● Text shown
**********

Is it rigorous if the limit of a function depends on the variable? For example:
if $x$ is large enough, $\ln(1+x)$ approaches to $\ln(x)$ because
$$\lim_{x\to \infty} (\ln(1+x)-\ln(x))=0$$
Then Can we state that
$$\lim_{x\to \infty} \ln(1+x)=\lim_{x\to \infty} \ln(x)$$
Is it a rigorous statement or not? 
 A: Such statements are perfectly well formed, but it doesn't mean what you want it to. It merely says that those limits are equal - but both those limits are $\infty$. All the information that that tells us is both functions grow arbitrarily large - that is, we could equally well say
$$\lim_{x\rightarrow\infty}\ln(1+x)=\lim_{x\rightarrow\infty}e^x$$
even though those two functions grow at tremendously different rates. A limit is an operation that takes in a function and outputs a number. It discards all information about rate of convergence and whatnot (i.e. everything captured in the parameter $x$, which does not exist outside the limit), so it is not effective to express the notion of two functions getting arbitrarily close through two limits.

**********

● Entries from a pointing dataset
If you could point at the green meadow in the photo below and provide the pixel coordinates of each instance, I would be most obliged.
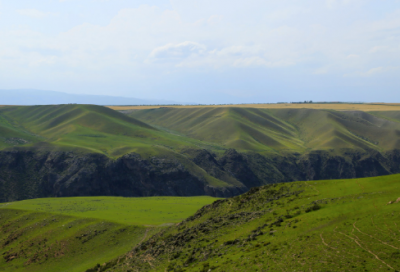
(75, 234)
(87, 128)
(152, 211)
(279, 130)
(331, 225)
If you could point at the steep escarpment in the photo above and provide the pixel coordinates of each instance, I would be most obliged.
(253, 169)
(26, 174)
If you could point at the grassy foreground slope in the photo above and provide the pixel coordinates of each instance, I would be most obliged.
(295, 130)
(335, 225)
(74, 234)
(93, 129)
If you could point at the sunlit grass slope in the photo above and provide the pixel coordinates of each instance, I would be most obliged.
(95, 129)
(137, 211)
(75, 234)
(277, 130)
(334, 225)
(12, 134)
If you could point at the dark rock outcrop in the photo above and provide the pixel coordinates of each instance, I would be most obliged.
(27, 174)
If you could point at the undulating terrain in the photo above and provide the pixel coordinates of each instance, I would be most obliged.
(75, 234)
(292, 184)
(87, 150)
(332, 225)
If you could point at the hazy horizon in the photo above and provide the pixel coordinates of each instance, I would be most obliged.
(207, 52)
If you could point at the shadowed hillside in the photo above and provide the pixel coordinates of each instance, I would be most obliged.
(335, 225)
(92, 128)
(295, 130)
(87, 150)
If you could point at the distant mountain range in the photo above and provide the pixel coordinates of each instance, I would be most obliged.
(40, 97)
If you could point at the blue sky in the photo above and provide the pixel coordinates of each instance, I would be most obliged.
(204, 51)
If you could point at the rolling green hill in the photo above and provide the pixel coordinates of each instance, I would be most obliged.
(74, 234)
(91, 128)
(277, 130)
(333, 225)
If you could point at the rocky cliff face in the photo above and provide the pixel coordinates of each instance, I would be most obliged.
(253, 169)
(27, 174)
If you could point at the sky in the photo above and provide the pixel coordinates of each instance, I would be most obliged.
(204, 51)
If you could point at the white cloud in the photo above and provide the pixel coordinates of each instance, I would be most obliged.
(177, 51)
(34, 13)
(188, 36)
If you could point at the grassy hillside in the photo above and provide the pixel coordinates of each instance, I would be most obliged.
(12, 134)
(94, 129)
(74, 234)
(276, 130)
(317, 106)
(335, 225)
(137, 211)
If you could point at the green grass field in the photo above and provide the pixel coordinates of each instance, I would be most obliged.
(88, 128)
(332, 225)
(168, 130)
(75, 234)
(277, 130)
(152, 211)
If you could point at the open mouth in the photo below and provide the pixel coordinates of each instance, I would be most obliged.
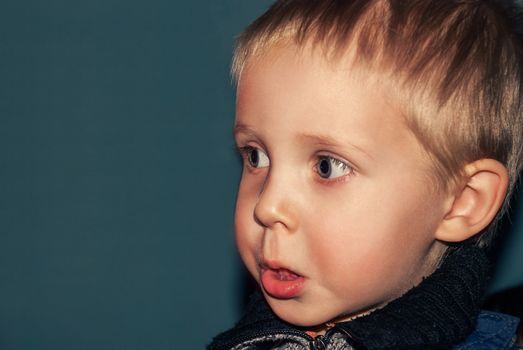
(281, 283)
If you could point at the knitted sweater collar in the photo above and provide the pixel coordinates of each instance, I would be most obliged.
(439, 312)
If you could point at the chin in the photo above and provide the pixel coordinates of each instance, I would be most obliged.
(293, 312)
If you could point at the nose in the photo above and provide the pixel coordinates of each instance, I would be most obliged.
(276, 204)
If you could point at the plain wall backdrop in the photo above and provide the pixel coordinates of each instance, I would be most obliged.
(118, 174)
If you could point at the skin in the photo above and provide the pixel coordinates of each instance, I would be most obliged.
(359, 238)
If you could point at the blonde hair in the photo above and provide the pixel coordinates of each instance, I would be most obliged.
(455, 64)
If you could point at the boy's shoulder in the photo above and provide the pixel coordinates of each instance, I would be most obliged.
(493, 331)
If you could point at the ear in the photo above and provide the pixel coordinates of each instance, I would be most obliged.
(475, 204)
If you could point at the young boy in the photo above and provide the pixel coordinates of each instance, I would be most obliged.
(381, 140)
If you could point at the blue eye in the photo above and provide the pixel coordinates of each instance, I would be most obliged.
(255, 157)
(331, 168)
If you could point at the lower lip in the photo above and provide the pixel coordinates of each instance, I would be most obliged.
(281, 284)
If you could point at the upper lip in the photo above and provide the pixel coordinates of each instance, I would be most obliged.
(276, 265)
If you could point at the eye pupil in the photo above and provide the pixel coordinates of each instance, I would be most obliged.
(324, 168)
(254, 158)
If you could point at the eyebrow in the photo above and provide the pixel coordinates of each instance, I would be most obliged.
(322, 140)
(242, 128)
(325, 140)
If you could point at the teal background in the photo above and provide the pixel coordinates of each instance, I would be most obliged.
(118, 175)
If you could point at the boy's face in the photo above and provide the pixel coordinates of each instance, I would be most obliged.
(336, 212)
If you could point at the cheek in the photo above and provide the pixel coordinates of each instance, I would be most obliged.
(245, 228)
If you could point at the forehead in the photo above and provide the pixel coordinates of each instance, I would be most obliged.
(289, 92)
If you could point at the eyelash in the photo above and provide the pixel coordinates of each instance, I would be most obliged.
(245, 153)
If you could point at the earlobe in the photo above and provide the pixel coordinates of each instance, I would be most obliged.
(477, 202)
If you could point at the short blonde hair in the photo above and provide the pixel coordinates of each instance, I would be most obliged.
(456, 64)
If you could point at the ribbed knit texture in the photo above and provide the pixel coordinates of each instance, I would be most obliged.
(441, 311)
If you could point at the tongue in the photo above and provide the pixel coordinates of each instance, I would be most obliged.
(286, 275)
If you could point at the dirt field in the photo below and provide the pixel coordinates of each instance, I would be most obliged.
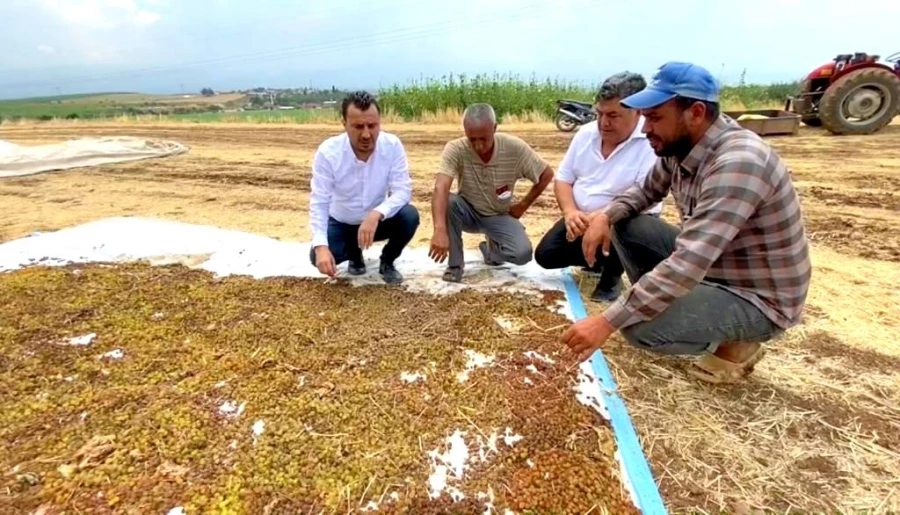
(815, 429)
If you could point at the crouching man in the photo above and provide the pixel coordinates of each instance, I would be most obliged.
(737, 272)
(603, 160)
(487, 166)
(360, 194)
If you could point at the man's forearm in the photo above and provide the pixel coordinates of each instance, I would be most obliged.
(538, 188)
(439, 200)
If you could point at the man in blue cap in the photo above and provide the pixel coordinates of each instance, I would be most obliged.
(737, 272)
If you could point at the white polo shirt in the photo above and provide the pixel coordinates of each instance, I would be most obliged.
(597, 181)
(347, 189)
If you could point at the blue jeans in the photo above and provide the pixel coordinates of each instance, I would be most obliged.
(398, 230)
(695, 323)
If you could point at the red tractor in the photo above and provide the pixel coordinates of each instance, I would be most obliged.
(853, 94)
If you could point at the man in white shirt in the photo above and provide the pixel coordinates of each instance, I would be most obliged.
(349, 204)
(603, 160)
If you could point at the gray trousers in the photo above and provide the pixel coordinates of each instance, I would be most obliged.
(507, 241)
(695, 323)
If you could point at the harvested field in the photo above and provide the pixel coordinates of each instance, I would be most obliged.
(288, 394)
(812, 431)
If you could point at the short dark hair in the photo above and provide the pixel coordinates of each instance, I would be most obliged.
(361, 99)
(712, 108)
(621, 86)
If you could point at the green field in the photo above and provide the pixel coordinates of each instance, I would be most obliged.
(427, 99)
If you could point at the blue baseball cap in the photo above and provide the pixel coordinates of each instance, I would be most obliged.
(675, 79)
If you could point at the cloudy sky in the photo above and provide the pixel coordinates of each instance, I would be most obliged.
(159, 46)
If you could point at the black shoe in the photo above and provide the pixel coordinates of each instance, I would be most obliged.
(607, 292)
(357, 266)
(483, 247)
(390, 274)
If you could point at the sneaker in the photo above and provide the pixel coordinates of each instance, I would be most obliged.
(606, 292)
(357, 266)
(390, 274)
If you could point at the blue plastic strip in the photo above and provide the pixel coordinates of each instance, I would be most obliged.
(649, 500)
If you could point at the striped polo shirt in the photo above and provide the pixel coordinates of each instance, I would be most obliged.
(480, 183)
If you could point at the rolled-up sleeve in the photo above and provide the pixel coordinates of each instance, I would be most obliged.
(400, 184)
(321, 186)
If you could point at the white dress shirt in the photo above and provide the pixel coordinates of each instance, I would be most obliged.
(596, 180)
(347, 189)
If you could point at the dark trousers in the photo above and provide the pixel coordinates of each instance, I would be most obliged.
(555, 251)
(398, 230)
(695, 323)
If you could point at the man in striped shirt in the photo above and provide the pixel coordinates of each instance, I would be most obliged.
(486, 165)
(737, 273)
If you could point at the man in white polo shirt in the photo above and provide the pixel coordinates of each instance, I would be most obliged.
(349, 204)
(603, 160)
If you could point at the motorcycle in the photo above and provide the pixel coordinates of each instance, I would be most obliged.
(572, 113)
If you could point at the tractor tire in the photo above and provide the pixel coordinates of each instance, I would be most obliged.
(832, 111)
(565, 123)
(811, 121)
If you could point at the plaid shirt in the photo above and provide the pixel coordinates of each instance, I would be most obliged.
(741, 228)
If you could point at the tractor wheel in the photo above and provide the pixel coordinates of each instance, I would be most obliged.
(812, 121)
(565, 123)
(861, 102)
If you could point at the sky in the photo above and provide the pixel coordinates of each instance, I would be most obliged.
(50, 47)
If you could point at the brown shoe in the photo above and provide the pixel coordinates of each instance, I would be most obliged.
(713, 369)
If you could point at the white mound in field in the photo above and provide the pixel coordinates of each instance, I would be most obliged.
(19, 160)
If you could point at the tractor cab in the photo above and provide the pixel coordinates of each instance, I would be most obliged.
(853, 94)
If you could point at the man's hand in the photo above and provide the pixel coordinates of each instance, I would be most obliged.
(597, 235)
(325, 261)
(576, 223)
(517, 210)
(587, 335)
(440, 245)
(366, 234)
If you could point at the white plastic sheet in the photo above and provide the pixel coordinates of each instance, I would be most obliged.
(20, 160)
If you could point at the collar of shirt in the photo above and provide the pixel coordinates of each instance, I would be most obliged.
(495, 149)
(348, 149)
(691, 163)
(597, 138)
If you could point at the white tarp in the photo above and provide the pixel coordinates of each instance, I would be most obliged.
(18, 160)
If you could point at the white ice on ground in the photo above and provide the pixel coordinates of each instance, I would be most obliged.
(537, 355)
(228, 252)
(258, 428)
(511, 439)
(113, 354)
(453, 460)
(474, 360)
(588, 390)
(81, 341)
(623, 473)
(231, 409)
(408, 377)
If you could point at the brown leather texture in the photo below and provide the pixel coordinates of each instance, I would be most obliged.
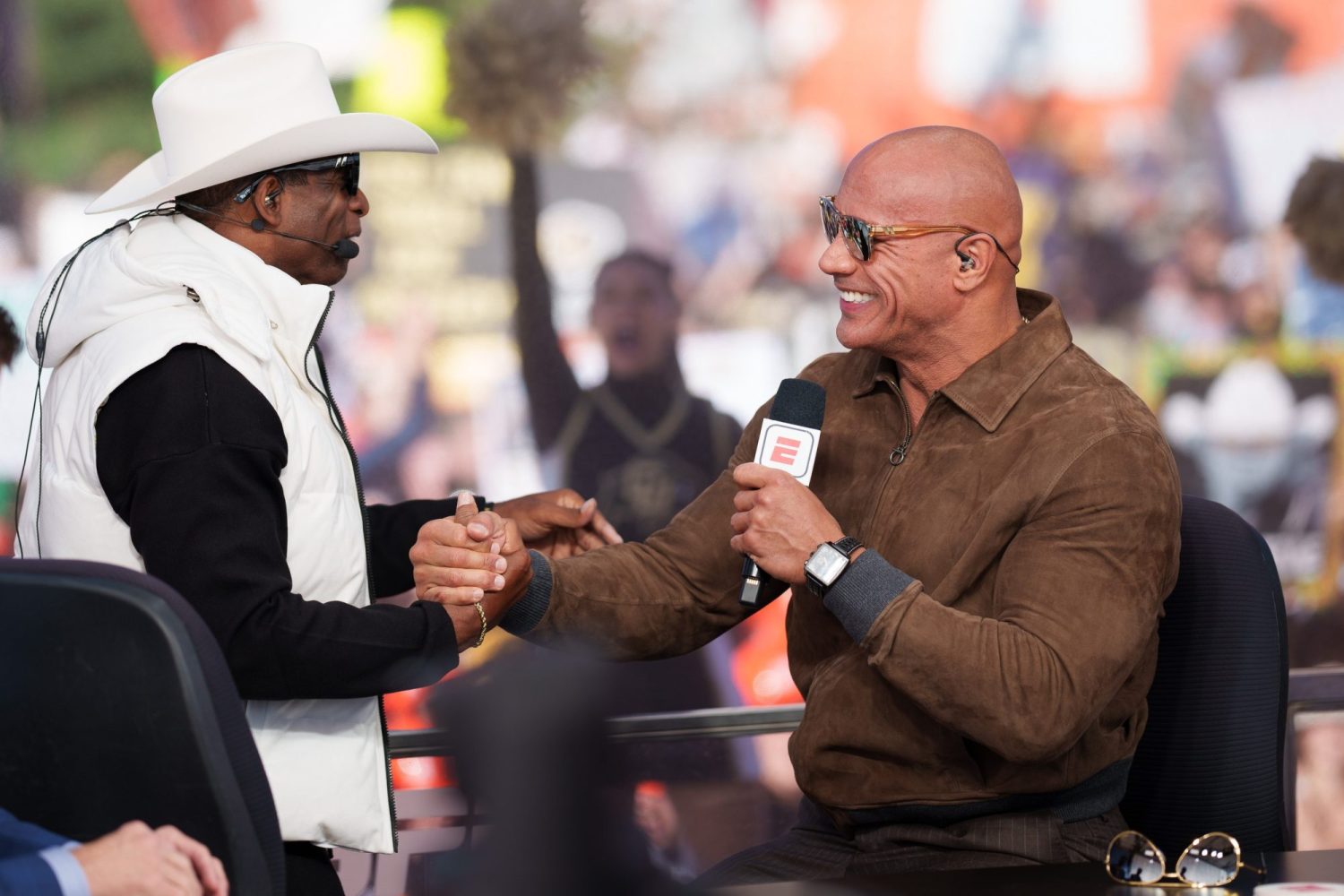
(1038, 511)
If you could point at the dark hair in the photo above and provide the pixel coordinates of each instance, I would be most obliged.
(1316, 217)
(8, 339)
(660, 266)
(220, 198)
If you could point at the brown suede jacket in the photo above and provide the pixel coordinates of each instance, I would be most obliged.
(1026, 544)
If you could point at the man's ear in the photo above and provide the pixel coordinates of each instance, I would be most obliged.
(263, 204)
(973, 261)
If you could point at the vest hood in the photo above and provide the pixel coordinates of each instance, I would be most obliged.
(147, 268)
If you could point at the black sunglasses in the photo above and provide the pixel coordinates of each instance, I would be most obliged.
(347, 166)
(859, 234)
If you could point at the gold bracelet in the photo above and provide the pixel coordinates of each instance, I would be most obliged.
(486, 625)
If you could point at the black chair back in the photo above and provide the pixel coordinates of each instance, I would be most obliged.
(117, 704)
(1212, 754)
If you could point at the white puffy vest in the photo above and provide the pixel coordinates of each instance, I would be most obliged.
(129, 300)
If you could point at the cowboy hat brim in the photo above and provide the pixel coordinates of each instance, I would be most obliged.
(150, 183)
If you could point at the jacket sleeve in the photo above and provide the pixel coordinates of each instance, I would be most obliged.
(23, 869)
(1098, 554)
(392, 530)
(190, 454)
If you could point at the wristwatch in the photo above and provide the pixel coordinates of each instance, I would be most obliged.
(828, 562)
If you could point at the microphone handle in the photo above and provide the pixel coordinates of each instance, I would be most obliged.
(758, 586)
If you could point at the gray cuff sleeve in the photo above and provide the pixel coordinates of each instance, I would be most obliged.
(530, 608)
(863, 591)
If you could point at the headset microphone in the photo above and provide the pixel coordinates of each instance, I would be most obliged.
(788, 443)
(344, 249)
(340, 249)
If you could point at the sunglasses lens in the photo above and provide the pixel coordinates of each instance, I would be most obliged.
(1133, 858)
(351, 172)
(830, 220)
(1210, 861)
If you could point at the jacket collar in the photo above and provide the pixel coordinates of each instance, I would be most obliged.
(992, 386)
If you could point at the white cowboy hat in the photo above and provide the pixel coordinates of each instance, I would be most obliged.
(247, 110)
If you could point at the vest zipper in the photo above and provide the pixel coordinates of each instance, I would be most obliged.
(339, 422)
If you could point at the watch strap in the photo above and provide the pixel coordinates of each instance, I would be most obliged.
(847, 546)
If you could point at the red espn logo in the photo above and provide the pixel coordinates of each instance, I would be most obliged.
(789, 449)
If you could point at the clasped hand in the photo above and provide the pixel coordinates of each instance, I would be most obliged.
(483, 556)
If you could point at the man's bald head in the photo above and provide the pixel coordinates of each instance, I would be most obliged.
(935, 175)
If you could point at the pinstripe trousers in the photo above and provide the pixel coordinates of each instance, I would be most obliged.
(814, 848)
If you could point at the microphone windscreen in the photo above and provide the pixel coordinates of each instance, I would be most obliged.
(800, 403)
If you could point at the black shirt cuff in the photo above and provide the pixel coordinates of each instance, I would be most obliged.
(527, 613)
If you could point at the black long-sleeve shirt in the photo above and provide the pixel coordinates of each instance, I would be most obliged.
(190, 454)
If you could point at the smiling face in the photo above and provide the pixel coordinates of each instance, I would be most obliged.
(317, 209)
(636, 316)
(914, 290)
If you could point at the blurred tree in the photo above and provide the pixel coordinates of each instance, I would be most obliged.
(82, 115)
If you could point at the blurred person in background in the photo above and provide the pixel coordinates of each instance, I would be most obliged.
(187, 430)
(1314, 217)
(639, 443)
(978, 564)
(134, 860)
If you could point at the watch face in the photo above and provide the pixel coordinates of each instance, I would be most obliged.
(825, 564)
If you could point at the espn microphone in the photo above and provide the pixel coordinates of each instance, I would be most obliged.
(788, 443)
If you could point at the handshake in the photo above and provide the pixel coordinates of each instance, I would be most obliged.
(476, 563)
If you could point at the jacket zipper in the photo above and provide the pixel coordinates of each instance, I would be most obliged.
(339, 422)
(898, 454)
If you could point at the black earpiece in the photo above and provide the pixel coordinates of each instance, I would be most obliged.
(967, 261)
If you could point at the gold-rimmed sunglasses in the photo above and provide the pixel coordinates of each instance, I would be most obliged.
(1211, 860)
(859, 234)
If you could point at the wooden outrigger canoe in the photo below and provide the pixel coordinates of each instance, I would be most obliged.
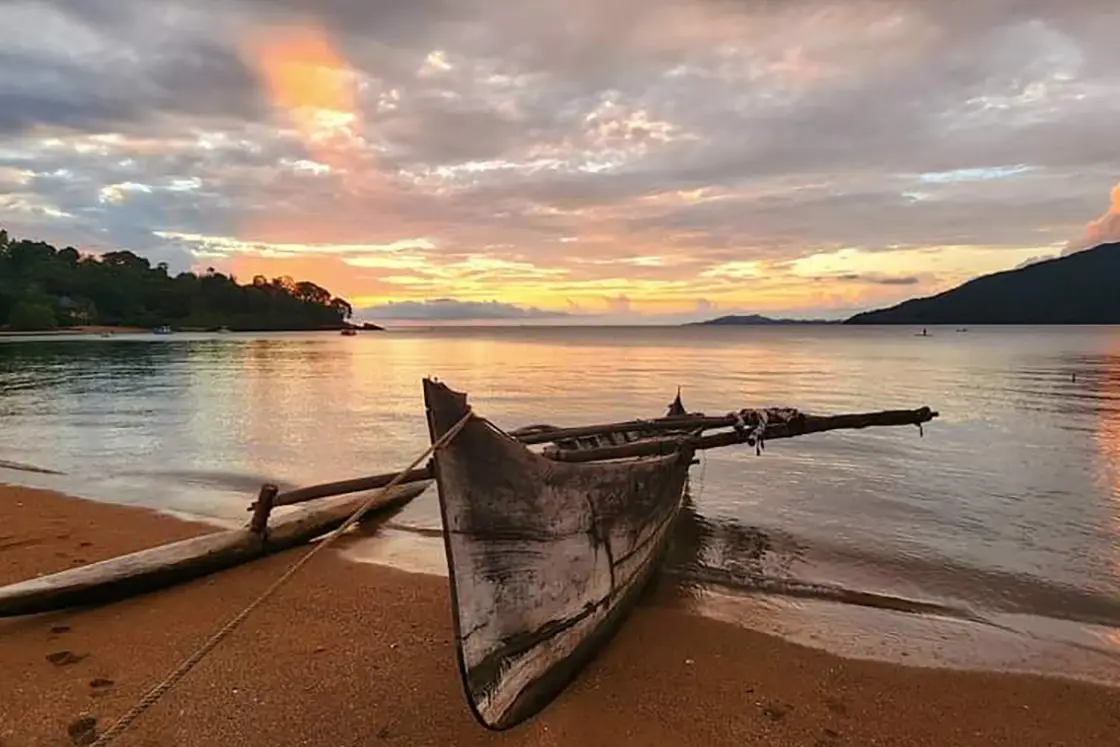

**********

● Exercise instructions
Please pick up the forum thread on equating two limits at infinity and continue it past its final sentence. This material was drawn from a separate source.

● Task output
That said, we would be perfectly well justified in saying that $f$ and $g$ "approach each other" if
$$\lim_{x\rightarrow\infty}f(x)-g(x)=0.$$
However, it's not a perfectly natural notion - we could also say $f$ and $g$ do so if
$$\lim_{x\rightarrow\infty}\frac{f(x)}{g(x)}=1$$
which is a weaker notion, but still looks valid. We might only care
$$0<\lim_{x\rightarrow\infty}\frac{f(x)}{g(x)}<\infty$$
(which is the idea behind the very commonly used Big O notation). The idea is that the limit $\lim_{x\rightarrow\infty}f(x)-g(x)=0$ is expressing a very precise, but not wholly natural condition - so it's much better to write it out explicitly, as otherwise it is unclear exactly what you mean by "approach each other".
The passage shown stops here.